• [Отрывок для чтения]:
Начиналось заявление дежурными фразами о необходимости «решительных мер по восстановлению повсеместно конституционного порядка, неукоснительному соблюдению действующих законов впредь до принятия нового Союзного договора и Конституции Союза». Но главным, конечно, было другое. Заявление, хоть пока и не строго юридически, провозглашало, что в Союзе могут остаться лишь те республики, которые этого пожелают, − так сказать, «добровольцы». В тот момент в качестве «добровольцев» выступали Азербайджан, Белоруссия, Казахстан, Киргизия, Россия, Таджикистан, Туркмения, Узбекистан, Украина − эти самые девять республик. Другие шесть − три прибалтийские, Армения, Грузия и Молдавия, − с разной степенью решительности склонялись к роли «отказников». Девять «подписантов» соглашались их «отпустить», но при этом, мягко говоря, обещали уже не столь благоприятное отношение, как к остающимся в Союзе.
«Высшие руководители союзных республик, участвующие во встрече, − говорилось в заявлении, − признавая право Латвии, Литвы, Эстонии, Молдовы, Грузии и Армении самостоятельно решать вопрос о присоединении к Союзному договору, вместе с тем считают необходимым установление режима наибольшего благоприятствования для республик, подписавших Союзный договор, в рамках единого экономического пространства, ими образуемого».
Несмотря на угрозу, что в случае окончательного «отказа» уходящие республики ждет немало дополнительных проблем, это было уже совершенно другое решение, нежели то, на котором настаивала, например, парламентская группа «Союз» − чтобы итоги референдума 17 марта в обязательном порядке распространялись и на те республики, которые в нем не участвовали.
Это был своего рода компромисс между Центром (Горбачевым) и республиками. И ЭТО УЖЕ БЫЛ ПЕРВЫЙ ШАГ К ЮРИДИЧЕСКОМУ ОФОРМЛЕНИЮ РАСПАДА СОЮЗА. Конечно, отделение от него шести не самых крупных республик еще не означало его конца, но тем не менее… О сохранении прежней империи уже не было речи. Со стороны Центра это был весьма рискованный шаг. Если от Союза отойдут шесть республик, кто даст гарантию, что через некоторое время то же самое не сделают и другие? Лиха беда начало. Думал ли Горбачев об этом?

• [Данные]:
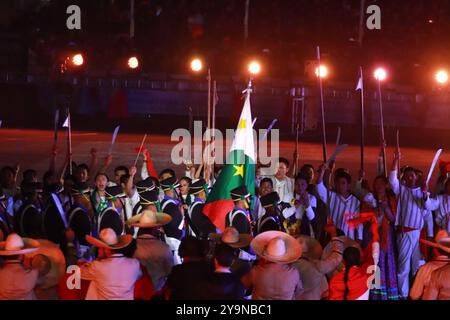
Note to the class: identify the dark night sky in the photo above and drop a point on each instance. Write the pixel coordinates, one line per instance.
(281, 33)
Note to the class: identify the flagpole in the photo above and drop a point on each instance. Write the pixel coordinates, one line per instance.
(362, 118)
(69, 140)
(191, 120)
(398, 151)
(55, 136)
(208, 123)
(322, 110)
(383, 141)
(213, 137)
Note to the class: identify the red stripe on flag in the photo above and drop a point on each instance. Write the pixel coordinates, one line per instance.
(217, 211)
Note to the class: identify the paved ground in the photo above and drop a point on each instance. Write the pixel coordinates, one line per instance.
(32, 148)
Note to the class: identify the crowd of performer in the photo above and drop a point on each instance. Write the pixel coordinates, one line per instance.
(317, 235)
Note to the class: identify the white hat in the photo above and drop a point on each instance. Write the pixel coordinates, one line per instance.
(109, 240)
(149, 219)
(232, 237)
(15, 245)
(276, 246)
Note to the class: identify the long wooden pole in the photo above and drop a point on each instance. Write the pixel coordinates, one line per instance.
(382, 137)
(362, 119)
(322, 109)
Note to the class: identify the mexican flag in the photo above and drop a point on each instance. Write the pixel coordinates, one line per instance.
(238, 170)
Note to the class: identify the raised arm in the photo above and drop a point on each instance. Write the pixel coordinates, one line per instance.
(129, 188)
(393, 176)
(52, 164)
(320, 187)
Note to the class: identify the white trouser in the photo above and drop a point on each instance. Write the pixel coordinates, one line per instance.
(174, 244)
(409, 258)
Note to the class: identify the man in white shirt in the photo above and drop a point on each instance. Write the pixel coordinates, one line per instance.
(413, 205)
(283, 184)
(112, 275)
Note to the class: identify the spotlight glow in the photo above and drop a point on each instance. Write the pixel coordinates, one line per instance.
(441, 76)
(380, 74)
(196, 65)
(133, 62)
(322, 71)
(78, 60)
(254, 67)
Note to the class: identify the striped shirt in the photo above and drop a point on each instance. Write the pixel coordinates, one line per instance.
(284, 188)
(338, 207)
(412, 209)
(443, 212)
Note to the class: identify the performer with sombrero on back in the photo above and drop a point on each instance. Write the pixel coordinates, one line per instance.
(239, 241)
(198, 221)
(18, 277)
(273, 278)
(239, 218)
(440, 259)
(112, 275)
(313, 268)
(171, 205)
(439, 286)
(152, 251)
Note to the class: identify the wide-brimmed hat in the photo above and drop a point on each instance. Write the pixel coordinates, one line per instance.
(232, 237)
(170, 183)
(276, 246)
(441, 241)
(149, 219)
(108, 239)
(197, 186)
(311, 248)
(57, 263)
(15, 245)
(114, 192)
(110, 218)
(328, 250)
(269, 200)
(80, 188)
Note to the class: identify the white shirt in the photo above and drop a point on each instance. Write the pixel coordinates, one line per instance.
(112, 278)
(338, 207)
(284, 188)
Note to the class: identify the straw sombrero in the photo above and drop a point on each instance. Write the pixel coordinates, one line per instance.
(311, 248)
(57, 263)
(232, 237)
(441, 241)
(149, 219)
(110, 240)
(276, 246)
(328, 250)
(15, 245)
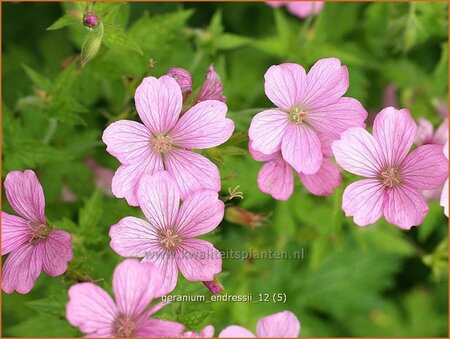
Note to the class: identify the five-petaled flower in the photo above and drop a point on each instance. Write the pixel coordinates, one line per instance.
(32, 243)
(165, 140)
(308, 105)
(168, 237)
(135, 285)
(394, 177)
(279, 325)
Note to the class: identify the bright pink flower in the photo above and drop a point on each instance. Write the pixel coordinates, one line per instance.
(444, 196)
(168, 237)
(308, 105)
(395, 178)
(207, 332)
(166, 140)
(135, 285)
(279, 325)
(32, 243)
(301, 9)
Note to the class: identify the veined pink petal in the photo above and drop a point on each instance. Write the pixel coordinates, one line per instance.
(91, 309)
(21, 269)
(234, 331)
(404, 206)
(303, 9)
(301, 149)
(159, 199)
(199, 214)
(125, 182)
(285, 85)
(279, 325)
(128, 141)
(425, 168)
(363, 200)
(159, 102)
(198, 260)
(327, 81)
(192, 171)
(134, 284)
(57, 252)
(267, 129)
(395, 131)
(25, 195)
(203, 126)
(15, 232)
(324, 181)
(132, 237)
(337, 117)
(276, 178)
(358, 152)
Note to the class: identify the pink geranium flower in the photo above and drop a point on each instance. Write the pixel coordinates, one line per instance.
(165, 140)
(279, 325)
(301, 9)
(135, 285)
(32, 243)
(276, 176)
(308, 105)
(394, 177)
(168, 237)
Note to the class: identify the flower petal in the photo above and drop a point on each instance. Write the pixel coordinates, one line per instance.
(327, 81)
(192, 171)
(335, 118)
(159, 199)
(279, 325)
(276, 178)
(15, 232)
(128, 141)
(203, 126)
(363, 200)
(21, 269)
(358, 152)
(159, 102)
(425, 168)
(58, 252)
(132, 237)
(198, 260)
(200, 213)
(395, 131)
(301, 149)
(25, 195)
(324, 181)
(285, 85)
(234, 331)
(405, 207)
(125, 182)
(91, 309)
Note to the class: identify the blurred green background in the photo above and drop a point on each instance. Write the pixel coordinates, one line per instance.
(372, 281)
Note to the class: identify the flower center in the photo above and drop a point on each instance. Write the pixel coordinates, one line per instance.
(162, 143)
(169, 239)
(124, 327)
(297, 115)
(391, 177)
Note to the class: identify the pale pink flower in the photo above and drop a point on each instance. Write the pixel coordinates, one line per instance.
(301, 9)
(32, 243)
(276, 176)
(308, 105)
(394, 177)
(444, 196)
(279, 325)
(207, 332)
(165, 140)
(168, 237)
(135, 285)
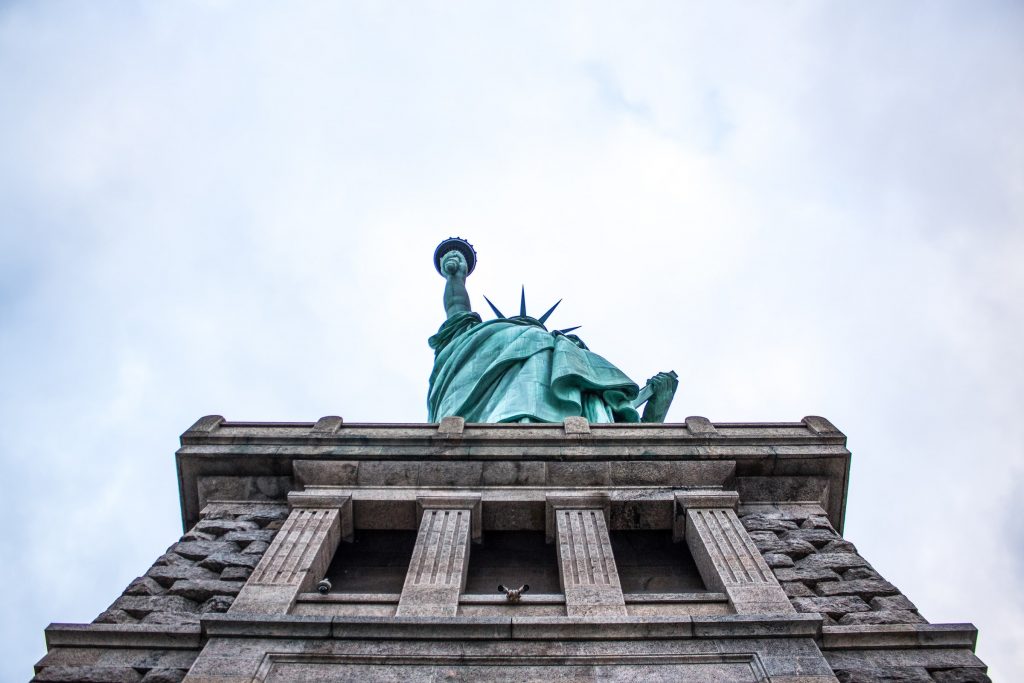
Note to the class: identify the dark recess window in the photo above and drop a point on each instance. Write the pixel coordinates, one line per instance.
(513, 558)
(375, 562)
(650, 562)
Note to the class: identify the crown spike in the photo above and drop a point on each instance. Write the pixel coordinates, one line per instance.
(494, 308)
(544, 318)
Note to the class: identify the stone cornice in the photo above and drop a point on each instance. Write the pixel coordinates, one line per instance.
(786, 462)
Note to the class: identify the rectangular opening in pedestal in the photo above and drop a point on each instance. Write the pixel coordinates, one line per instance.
(512, 558)
(650, 562)
(375, 562)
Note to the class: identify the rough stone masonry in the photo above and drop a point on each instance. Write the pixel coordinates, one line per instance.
(742, 523)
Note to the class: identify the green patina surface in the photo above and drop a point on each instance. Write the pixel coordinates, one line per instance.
(514, 370)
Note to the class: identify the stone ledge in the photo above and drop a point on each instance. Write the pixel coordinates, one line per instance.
(123, 635)
(757, 626)
(267, 626)
(430, 628)
(601, 628)
(899, 635)
(505, 628)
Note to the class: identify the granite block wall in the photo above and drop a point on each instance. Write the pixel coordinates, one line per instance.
(200, 573)
(822, 572)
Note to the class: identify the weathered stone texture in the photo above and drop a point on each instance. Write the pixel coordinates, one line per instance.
(824, 572)
(200, 573)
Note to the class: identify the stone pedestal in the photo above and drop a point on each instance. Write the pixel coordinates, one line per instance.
(299, 555)
(726, 556)
(437, 572)
(587, 565)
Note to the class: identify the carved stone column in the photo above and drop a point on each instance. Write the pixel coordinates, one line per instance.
(437, 571)
(725, 554)
(299, 555)
(587, 565)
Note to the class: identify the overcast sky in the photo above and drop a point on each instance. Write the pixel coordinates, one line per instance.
(803, 208)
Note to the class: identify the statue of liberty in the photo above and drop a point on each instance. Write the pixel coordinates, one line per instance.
(514, 370)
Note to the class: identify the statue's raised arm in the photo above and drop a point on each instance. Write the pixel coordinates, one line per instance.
(455, 259)
(455, 269)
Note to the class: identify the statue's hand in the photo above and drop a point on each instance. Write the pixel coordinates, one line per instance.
(664, 386)
(454, 264)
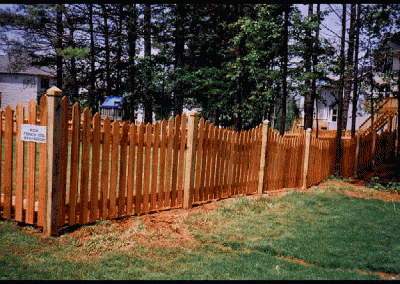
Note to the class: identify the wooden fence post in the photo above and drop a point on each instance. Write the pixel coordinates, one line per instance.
(306, 158)
(54, 135)
(264, 141)
(190, 160)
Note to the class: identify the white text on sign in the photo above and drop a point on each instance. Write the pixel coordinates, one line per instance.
(33, 133)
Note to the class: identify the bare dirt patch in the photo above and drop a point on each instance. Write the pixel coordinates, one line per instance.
(165, 229)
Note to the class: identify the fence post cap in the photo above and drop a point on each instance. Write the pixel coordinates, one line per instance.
(54, 92)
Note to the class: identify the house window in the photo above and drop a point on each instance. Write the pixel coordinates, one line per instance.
(44, 83)
(334, 115)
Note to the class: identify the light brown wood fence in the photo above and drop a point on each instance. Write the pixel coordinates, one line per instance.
(106, 170)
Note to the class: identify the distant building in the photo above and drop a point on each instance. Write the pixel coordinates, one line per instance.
(21, 82)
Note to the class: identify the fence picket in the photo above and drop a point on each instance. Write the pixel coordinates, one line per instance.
(139, 171)
(94, 187)
(1, 151)
(123, 167)
(84, 184)
(175, 160)
(211, 185)
(154, 172)
(131, 168)
(64, 156)
(141, 168)
(181, 166)
(112, 210)
(8, 162)
(105, 167)
(31, 167)
(20, 160)
(163, 148)
(207, 147)
(147, 171)
(199, 153)
(168, 166)
(75, 145)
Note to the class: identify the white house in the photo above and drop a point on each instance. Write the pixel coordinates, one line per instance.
(21, 82)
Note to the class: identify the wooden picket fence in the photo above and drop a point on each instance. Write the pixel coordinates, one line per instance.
(97, 169)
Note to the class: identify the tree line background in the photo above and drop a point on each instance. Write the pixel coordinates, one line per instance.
(238, 63)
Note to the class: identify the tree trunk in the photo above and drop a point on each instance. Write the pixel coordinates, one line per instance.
(355, 88)
(59, 46)
(178, 54)
(315, 63)
(148, 106)
(338, 158)
(132, 37)
(308, 96)
(107, 49)
(284, 68)
(119, 51)
(350, 75)
(92, 91)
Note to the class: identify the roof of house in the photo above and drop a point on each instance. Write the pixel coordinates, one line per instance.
(21, 65)
(113, 102)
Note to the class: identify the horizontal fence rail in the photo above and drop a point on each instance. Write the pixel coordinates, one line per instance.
(97, 169)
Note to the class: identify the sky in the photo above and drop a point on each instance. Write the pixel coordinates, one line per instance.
(331, 27)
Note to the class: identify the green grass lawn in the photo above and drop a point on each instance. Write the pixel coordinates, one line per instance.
(338, 235)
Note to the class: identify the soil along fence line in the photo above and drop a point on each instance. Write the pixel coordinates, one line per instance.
(57, 171)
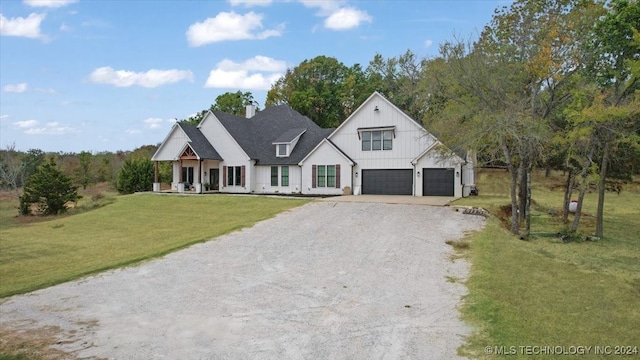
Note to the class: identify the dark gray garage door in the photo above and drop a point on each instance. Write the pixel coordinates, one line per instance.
(387, 181)
(437, 182)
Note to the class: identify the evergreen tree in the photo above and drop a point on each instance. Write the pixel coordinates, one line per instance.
(50, 189)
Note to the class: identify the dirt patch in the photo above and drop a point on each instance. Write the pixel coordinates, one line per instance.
(32, 343)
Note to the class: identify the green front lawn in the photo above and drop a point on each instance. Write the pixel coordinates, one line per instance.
(131, 229)
(544, 292)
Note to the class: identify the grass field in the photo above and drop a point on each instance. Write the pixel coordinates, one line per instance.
(547, 293)
(39, 252)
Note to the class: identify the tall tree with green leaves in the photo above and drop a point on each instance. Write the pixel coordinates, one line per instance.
(615, 66)
(230, 103)
(322, 88)
(508, 86)
(402, 80)
(233, 103)
(84, 171)
(50, 189)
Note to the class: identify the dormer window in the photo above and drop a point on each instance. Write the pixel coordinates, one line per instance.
(377, 139)
(282, 150)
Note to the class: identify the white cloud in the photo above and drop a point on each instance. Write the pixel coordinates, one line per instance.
(250, 3)
(256, 63)
(46, 90)
(257, 73)
(19, 88)
(346, 18)
(326, 7)
(230, 26)
(153, 123)
(26, 123)
(25, 27)
(240, 80)
(149, 79)
(31, 127)
(49, 3)
(338, 17)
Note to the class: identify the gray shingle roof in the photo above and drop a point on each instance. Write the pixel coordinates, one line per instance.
(257, 134)
(200, 145)
(289, 135)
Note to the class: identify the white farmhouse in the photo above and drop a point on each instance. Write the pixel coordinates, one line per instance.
(377, 150)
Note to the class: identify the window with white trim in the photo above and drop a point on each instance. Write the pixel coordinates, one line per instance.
(284, 176)
(234, 175)
(326, 176)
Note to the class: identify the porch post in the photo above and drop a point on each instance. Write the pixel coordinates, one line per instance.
(156, 184)
(181, 182)
(198, 184)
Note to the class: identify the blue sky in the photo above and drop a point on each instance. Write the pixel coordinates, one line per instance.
(100, 75)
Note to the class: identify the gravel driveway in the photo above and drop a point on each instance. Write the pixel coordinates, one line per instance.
(328, 280)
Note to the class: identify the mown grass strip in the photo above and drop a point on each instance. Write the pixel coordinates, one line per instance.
(132, 229)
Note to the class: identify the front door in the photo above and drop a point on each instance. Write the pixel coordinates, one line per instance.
(214, 178)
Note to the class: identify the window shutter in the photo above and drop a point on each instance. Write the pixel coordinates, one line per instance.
(224, 176)
(313, 176)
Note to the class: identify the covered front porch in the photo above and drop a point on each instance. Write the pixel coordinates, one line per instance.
(191, 173)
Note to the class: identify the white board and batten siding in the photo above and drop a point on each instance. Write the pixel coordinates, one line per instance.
(229, 150)
(410, 139)
(433, 160)
(263, 180)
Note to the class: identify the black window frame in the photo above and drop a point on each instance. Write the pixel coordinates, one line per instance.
(274, 176)
(377, 140)
(284, 176)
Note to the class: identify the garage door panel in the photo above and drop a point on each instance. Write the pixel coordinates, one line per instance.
(387, 181)
(437, 182)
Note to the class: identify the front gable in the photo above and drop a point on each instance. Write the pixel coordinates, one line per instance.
(378, 134)
(217, 134)
(171, 147)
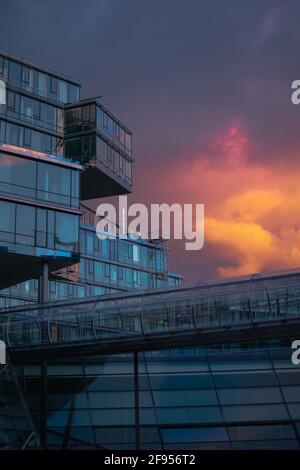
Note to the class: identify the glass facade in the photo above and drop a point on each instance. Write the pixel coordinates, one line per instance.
(38, 180)
(29, 229)
(40, 83)
(233, 397)
(94, 135)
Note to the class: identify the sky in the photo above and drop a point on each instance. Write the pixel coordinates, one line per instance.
(205, 86)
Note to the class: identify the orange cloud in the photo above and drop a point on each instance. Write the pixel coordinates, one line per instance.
(252, 209)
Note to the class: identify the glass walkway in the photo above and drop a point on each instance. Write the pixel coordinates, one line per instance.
(244, 308)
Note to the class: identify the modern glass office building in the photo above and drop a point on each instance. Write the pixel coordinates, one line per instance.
(237, 391)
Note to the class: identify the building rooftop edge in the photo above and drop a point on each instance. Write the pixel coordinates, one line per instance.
(26, 62)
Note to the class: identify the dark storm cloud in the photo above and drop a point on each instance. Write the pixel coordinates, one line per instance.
(177, 72)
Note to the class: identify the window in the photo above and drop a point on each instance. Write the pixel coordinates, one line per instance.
(12, 134)
(26, 108)
(73, 93)
(50, 117)
(7, 221)
(89, 244)
(27, 78)
(17, 175)
(66, 232)
(39, 83)
(54, 183)
(136, 253)
(63, 92)
(41, 228)
(52, 87)
(25, 225)
(14, 73)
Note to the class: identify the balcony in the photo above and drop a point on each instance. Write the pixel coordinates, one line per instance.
(102, 145)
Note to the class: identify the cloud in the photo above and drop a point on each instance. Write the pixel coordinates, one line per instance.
(252, 218)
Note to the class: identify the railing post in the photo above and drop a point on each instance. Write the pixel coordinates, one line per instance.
(136, 399)
(43, 298)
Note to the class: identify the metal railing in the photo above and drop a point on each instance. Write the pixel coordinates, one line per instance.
(148, 314)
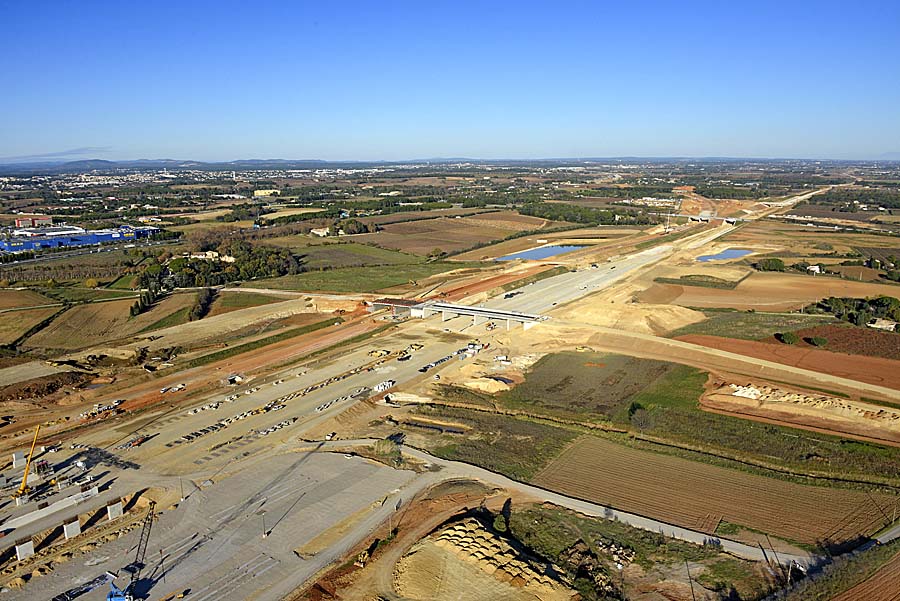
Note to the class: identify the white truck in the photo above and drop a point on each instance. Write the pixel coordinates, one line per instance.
(383, 386)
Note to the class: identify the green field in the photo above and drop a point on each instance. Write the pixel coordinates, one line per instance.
(174, 319)
(584, 385)
(125, 282)
(357, 279)
(675, 415)
(752, 326)
(661, 401)
(81, 295)
(233, 301)
(517, 448)
(551, 531)
(337, 256)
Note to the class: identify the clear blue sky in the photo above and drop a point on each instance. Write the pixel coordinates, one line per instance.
(391, 80)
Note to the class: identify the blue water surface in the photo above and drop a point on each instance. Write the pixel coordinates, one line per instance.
(540, 253)
(729, 253)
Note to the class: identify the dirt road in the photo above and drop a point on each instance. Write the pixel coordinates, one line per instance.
(652, 347)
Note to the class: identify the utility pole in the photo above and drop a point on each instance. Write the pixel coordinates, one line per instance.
(775, 553)
(690, 581)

• [Задания]:
A. Ответьте на вопросы по отрывку о заявлении девяти республик.
(i) Какие республики склонялись к роли «отказников»?
(ii) Какой режим руководители республик считали необходимым установить для республик, подписавших Союзный договор?
(iii) На чем настаивала парламентская группа «Союз»?
B. Допишите следующую часть отрывка о заявлении девяти республик, начиная после его последнего предложения.
Данные представляют собой отдельный материал и с отрывком не связаны.

• [Ответы]:
A.
(i) Три прибалтийские республики, Армения, Грузия и Молдавия.
(ii) Режим наибольшего благоприятствования в рамках единого экономического пространства, которое эти республики образуют.
(iii) Итоги референдума 17 марта должны были в обязательном порядке распространяться и на республики, которые в нем не участвовали.

B.
Наверное, думал. Наверное, опасался этого. Но – другого выхода у него, надо полагать, не было.
Ельцин, как уже говорилось, только что вернулся из Страсбурга. Совещание в Ново-Огареве, как он пишет, было для него сюрпризом. Еще большим сюрпризом, превзошедшим все его ожидания, оказалось то, что на совещании сказал Горбачев, за что сам Ельцин упорно боролся: президент СССР согласился на то, чтобы в новом Союзном договоре было зафиксировано: влияние Центра на жизнь союзных республик будет значительно ослаблено. Предполагалось также, что после принятия новой конституции союзные законодательные органы – Съезд и Верховный Совет – будут распущены, состоятся прямые выборы нового президента.
Ельцин считал, что сбор в Ново-Огареве и решение выступить с Заявлением понадобились Горбачеву главным образом для того, чтобы отбить атаки партийных «ястребов» на приближающемся пленуме ЦК КПСС.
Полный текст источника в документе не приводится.